> What you have to do
Extend the blog post on a typology of Duluth's neighborhoods, picking up after its last sentence.

> Excerpted text
_ _ _

Archive | August, 2019

A Duluth Neighborhood Typology

11 Aug

As I approach the three-year anniversary of my return to Duluth, I’m still poking around to understand it with different lenses. To that end, the most fruitful thing I’ve read in a while was a piece in American Affairs by Salim Furth, which tries to apply an economist’s perspective to neighborhoods to understand what it takes to make a strong neighborhood. Furth’s question is a salient one, particularly in a time when few people work in the neighborhood in which they live, and in which mass suburbanization across the country (and modest suburbanization in Duluth’s metro) have upended the notion of what a neighborhood is for a generation or two of Americans.

Duluth strikes me as well-suited to this sort of study of neighborhoods. Its neighborhoods tend to have more obvious boundaries than cities on a traditional grid, which makes it easier to identify the “egohoods,” as Furth calls them, that people use to understand their own surroundings. We know where they all are, and this city’s choppy economic history also lets us see successes and failures in a way less possible in areas with nonstop growth. This is also a timely discussion, as the city just rolled out a plan to explore greater development efforts on certain core investment areas. While correlation by no means implies causation—I’ve discussed elsewhere how Duluth’s neighborhoods came to be as they are in terms of income—it can give us some helpful guides to the future. So, I’ve divided Duluth’s neighborhoods as follows:

Traditional Neighborhoods

When people think of neighborhoods, this is what they imagine. West Duluth or Spirit Valley or Denfeld, or whatever you want to call it, with its own downtown and neighboring schools, is probably Duluth’s most robust example. Lakeside has its commercial node and a school not too far away that covers basically just that one neighborhood. Woodland’s school situation is a little blurrier, with Homecroft off to one side and a Montessori and private elementary option in the middle, but the basic idea still stands. Piedmont likewise has a school and a small commercial district at its heart. I’m also going to include the upper portions of East Hillside in this category: it has Myers-Wilkins Elementary, it has modest commercial corridors along 9th Street and 6th Avenue East, and it certainly has a distinctive character, with a concentration of homeowners not present further down the hill or in Central Hillside. Gary has most of the amenities as well, albeit more marginally, so I’ll put it here rather than somewhere else.

_ _ _

> Supplied material
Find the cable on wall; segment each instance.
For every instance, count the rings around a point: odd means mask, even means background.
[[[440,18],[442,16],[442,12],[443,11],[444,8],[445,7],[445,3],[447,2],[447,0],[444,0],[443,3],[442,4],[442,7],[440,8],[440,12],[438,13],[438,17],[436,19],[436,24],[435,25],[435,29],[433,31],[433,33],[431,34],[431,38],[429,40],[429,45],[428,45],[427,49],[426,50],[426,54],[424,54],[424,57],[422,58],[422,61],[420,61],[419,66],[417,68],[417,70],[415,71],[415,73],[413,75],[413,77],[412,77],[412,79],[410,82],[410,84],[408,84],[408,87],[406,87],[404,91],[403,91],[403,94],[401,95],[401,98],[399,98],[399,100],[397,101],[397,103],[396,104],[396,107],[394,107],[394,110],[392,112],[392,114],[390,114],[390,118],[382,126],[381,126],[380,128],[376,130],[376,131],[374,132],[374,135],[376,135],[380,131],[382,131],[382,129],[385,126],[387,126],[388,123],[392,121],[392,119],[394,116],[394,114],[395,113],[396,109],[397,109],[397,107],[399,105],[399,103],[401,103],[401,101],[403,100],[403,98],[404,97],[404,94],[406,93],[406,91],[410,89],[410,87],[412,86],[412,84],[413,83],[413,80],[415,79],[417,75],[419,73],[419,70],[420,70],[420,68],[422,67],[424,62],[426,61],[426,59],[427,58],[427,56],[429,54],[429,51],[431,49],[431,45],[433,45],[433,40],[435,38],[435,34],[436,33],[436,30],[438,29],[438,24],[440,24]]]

_ _ _

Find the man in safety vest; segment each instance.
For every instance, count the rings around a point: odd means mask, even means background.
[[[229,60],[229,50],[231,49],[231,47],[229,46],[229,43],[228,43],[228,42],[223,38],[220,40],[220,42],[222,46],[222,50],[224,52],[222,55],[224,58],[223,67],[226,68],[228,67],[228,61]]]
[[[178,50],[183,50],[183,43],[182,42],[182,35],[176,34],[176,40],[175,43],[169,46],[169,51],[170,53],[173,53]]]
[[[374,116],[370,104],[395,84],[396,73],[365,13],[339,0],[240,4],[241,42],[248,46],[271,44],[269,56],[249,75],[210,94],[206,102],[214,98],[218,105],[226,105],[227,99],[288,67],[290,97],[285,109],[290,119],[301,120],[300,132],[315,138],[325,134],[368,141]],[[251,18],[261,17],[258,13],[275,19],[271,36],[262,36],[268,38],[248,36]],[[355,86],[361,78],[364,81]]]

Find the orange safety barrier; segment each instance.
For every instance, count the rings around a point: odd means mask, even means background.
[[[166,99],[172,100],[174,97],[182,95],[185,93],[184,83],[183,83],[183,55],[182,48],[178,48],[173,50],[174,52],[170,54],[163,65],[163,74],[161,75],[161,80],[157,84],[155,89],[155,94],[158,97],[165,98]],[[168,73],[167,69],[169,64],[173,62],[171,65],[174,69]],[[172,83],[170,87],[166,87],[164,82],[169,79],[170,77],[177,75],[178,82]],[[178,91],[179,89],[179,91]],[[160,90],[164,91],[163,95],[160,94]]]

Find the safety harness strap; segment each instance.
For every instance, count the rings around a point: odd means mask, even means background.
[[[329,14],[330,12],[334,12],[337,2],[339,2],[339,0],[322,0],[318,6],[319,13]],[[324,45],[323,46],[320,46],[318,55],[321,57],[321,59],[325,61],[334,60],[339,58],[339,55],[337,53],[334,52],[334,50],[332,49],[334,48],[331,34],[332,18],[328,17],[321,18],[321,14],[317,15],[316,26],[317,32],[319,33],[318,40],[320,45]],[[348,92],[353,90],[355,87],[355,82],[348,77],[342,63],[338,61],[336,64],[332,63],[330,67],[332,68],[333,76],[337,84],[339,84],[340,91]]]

_ _ _

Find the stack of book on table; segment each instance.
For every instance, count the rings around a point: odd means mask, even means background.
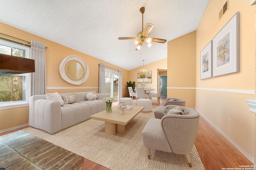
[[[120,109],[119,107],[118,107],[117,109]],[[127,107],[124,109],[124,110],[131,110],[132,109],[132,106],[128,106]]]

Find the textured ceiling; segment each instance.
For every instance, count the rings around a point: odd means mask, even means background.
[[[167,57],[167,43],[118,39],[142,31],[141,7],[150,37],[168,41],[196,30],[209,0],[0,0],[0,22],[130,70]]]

_ _ _

> Written response
What do these neighborhoods have in common? They all date back to the start of the 20th century, though they’ve all seen at least some continued development. Most could be reasonably described as middle-income or upper-middle-income; this category includes neither Duluth’s wealthiest areas, nor its poorest. The first four are the purest examples, including the three that I’d put more on the upper side of middle class (Lakeside, Woodland, Piedmont). West Duluth, despite hosting the largest commercial district of the bunch, has been more constrained in its development and therefore has older housing and lower incomes. The Upper Hillside has blurrier boundaries and its school has a much wider reach than just the neighborhood, as does Stowe in Gary; these two commercial areas are also less developed, lacking grocery stores (excepting perhaps Whole Foods Co-Op, depending on where one draws the lines). As a result, they aren’t as wealthy, though they retain a strong sense of community.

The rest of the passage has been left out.